* [ASSIGNED TASK] Transcribe the lines from the start of the data below through the line with "Where can the gray", word for word and nothing more.

[Excerpts from a dataset]
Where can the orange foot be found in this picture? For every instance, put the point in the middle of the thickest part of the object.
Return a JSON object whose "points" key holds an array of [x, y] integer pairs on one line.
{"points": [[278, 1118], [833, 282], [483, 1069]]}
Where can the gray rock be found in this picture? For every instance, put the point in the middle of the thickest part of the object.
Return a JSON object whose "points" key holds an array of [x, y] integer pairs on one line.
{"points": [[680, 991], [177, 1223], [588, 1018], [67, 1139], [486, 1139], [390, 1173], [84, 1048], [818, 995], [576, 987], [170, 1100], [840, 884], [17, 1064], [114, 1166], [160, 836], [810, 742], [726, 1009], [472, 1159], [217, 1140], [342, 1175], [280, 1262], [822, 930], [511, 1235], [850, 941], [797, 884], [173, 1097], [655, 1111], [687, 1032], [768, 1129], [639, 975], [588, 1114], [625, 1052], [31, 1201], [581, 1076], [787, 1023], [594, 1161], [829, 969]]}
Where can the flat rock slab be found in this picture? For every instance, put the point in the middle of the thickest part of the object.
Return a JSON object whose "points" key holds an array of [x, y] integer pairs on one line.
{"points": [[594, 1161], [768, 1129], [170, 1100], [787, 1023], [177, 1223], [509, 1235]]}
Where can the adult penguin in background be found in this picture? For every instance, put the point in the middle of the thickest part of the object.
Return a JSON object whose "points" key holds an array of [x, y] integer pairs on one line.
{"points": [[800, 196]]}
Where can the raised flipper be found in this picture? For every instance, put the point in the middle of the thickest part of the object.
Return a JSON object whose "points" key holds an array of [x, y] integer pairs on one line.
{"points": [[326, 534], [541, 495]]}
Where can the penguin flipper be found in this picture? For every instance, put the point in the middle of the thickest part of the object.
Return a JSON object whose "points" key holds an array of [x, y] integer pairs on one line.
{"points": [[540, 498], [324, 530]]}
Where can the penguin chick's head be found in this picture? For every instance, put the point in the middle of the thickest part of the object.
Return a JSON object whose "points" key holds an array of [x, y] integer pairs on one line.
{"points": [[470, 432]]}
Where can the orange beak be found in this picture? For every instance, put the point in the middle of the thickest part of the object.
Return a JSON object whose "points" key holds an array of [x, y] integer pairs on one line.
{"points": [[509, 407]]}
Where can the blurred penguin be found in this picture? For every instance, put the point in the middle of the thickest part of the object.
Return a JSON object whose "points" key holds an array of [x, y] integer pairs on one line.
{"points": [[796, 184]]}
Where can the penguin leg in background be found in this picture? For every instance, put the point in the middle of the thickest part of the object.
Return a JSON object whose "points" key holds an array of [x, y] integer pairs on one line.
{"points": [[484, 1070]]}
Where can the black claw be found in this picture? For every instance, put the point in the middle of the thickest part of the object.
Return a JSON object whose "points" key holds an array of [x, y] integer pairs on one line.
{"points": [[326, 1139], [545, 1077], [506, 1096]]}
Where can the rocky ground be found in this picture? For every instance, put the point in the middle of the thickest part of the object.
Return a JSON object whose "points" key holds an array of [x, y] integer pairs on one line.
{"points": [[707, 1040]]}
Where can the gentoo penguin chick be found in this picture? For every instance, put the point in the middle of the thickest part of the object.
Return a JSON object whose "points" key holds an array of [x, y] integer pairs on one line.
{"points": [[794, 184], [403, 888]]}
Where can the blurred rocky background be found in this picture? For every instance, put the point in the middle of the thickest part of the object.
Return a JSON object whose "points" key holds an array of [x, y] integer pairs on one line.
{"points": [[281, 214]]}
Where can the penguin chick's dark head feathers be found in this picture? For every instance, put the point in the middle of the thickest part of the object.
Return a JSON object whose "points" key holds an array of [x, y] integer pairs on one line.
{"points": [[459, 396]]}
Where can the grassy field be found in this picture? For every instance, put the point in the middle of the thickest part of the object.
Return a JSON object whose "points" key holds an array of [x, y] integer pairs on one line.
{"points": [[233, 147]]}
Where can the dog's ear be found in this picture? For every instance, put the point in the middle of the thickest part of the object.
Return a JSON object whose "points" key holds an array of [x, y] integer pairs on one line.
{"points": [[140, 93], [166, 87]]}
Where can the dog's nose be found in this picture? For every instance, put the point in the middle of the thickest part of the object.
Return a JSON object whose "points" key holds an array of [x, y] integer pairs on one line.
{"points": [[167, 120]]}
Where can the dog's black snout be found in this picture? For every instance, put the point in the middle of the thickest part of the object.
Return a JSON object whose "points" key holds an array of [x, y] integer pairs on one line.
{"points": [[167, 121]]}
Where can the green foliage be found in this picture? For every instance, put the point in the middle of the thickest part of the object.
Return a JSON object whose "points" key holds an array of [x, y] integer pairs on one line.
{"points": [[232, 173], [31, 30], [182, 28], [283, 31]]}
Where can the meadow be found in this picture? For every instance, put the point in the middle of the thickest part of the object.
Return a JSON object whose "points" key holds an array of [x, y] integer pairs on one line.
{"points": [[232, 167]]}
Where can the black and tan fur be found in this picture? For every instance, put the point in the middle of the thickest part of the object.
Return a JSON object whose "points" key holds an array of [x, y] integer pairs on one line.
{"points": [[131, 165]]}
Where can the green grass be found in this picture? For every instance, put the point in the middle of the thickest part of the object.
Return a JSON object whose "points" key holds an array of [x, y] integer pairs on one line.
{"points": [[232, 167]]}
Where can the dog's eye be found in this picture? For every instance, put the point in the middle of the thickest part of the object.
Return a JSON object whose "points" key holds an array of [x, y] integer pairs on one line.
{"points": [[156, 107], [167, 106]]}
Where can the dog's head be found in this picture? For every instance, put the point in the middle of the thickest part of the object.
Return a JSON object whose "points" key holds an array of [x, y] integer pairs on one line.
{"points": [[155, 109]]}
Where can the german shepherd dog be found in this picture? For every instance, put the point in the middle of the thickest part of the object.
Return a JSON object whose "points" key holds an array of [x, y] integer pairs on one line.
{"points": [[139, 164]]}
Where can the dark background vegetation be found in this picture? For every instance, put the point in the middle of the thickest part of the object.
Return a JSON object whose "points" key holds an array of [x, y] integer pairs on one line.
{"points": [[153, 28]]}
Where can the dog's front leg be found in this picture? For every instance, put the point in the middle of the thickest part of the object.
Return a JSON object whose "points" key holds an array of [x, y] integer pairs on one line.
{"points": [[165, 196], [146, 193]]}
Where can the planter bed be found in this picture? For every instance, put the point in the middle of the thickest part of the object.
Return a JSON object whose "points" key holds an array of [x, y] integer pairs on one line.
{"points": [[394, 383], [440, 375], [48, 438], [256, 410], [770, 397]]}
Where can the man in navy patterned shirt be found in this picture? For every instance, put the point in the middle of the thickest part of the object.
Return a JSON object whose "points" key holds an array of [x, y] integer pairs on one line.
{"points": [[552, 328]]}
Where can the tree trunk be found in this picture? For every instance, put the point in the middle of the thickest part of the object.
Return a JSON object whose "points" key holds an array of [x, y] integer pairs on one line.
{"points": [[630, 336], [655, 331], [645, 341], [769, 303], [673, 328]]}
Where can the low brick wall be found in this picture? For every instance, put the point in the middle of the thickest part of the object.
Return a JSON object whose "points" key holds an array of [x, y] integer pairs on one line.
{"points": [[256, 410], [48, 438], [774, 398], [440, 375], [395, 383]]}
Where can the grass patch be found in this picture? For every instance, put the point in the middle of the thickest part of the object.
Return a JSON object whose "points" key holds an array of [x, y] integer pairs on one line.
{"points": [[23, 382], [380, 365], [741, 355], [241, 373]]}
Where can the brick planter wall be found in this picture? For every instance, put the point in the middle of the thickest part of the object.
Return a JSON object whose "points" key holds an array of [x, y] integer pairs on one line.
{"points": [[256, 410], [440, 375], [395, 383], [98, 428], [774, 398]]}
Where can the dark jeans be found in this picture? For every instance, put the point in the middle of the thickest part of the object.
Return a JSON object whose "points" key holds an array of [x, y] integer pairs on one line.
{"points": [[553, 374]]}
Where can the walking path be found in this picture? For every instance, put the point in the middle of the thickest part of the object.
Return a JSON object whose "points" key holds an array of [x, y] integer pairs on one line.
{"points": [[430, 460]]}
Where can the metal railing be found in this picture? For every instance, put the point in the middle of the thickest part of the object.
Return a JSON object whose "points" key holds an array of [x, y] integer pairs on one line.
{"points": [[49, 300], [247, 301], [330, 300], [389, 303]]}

* [YOUR RESPONSE]
Where can the orange foot be found in this picture? For every instance, put the point in the middle of the thickest part of the object.
Return a JSON object whose "points" key holds an array of [x, y] integer pairs on one line.
{"points": [[278, 1118], [833, 282], [483, 1069]]}
Where can the gray rock be found in this picture? For every instance, put the point in the middle of the thickest part of the object.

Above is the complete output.